### Textauszug
◇ ◇ ◇ ◇ ◇ ◇ ◇

Der Unfall: Mit folgenreichem Fehler

Am Abend des 11. März 2020 war der Kläger auf der Autobahn A6 bei Homburg mit seinem Fahrzeug unterwegs. Aufgrund überhöhter Geschwindigkeit und zu geringem Sicherheitsabstand kollidierte er mit einem anderen Fahrzeug und verlor die Kontrolle. Sein Auto prallte schließlich gegen die Mittelleitplanke. Die Insassen des anderen Fahrzeugs erlitten glücklicherweise nur leichte Verletzungen.

Anstatt an der Unfallstelle zu bleiben, verließ der Kläger den Ort – allerdings nicht mit seinem Wagen, sondern zu Fuß. Er ging zu einem nahegelegenen Rasthof und rief seine Freundin an, die ihn dort mit ihrem Auto abholte. Am nächsten Morgen suchte der Kläger einen Arzt auf und erklärte, er habe aufgrund eines „posttraumatischen Schocks“ in Panik gehandelt.

◇ ◇ ◇ ◇ ◇ ◇ ◇

### Aufgaben zur Übung
1 > Nennen Sie alle Personen und Personengruppen, die im Text über den Unfall auf der A6 vorkommen.
2 > Fassen Sie den Absatz des Unfalltextes, der mit „Anstatt an der Unfallstelle zu bleiben“ beginnt, als Stichpunktliste zusammen.
3 > Greifen Sie den Text über den Unfall auf der A6 bei Homburg auf und schreiben Sie ihn nach dem letzten Satz weiter.
Die Zeilen weiter unten haben mit dem Textauszug nichts zu tun.

### Bereitgestellte Daten
◇ ◇ ◇ ◇ ◇ ◇ ◇

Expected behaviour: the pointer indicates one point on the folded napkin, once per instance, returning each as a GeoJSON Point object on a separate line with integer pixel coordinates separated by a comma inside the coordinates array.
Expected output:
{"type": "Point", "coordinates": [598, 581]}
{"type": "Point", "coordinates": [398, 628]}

◇ ◇ ◇ ◇ ◇ ◇ ◇

### Lösungen
1 >
- der Kläger
- die Insassen des anderen Fahrzeugs
- die Freundin des Klägers
- ein Arzt

2 >
- Der Kläger blieb nicht an der Unfallstelle, sondern ging zu Fuß weg.
- Er ging zu einem nahegelegenen Rasthof und rief dort seine Freundin an.
- Die Freundin holte ihn mit ihrem Auto ab.
- Am nächsten Morgen ging der Kläger zu einem Arzt.
- Dort gab er an, wegen eines „posttraumatischen Schocks“ in Panik gehandelt zu haben.

3 >
Die Polizei fand später am Unfallort leere Bierkästen und persönliche Gegenstände des Klägers, was den Verdacht auf Alkohol- oder Drogenkonsum nahelegte. Aufgrund dieser Umstände verweigerte die Kaskoversicherung des Klägers die Leistung.

Der Rechtsstreit: Klage durch zwei Instanzen

Nach der Ablehnung der Schadensregulierung durch die Kaskoversicherung klagte der Versicherungsnehmer vor dem Landgericht Saarbrücken. Das Gericht wies jedoch die Klage ab und stellte fest, dass der Kläger durch das Verlassen der Unfallstelle seine vertraglichen Aufklärungsobliegenheiten verletzt habe (Az. 14 O 402/20). Der Kläger ging daraufhin in Berufung.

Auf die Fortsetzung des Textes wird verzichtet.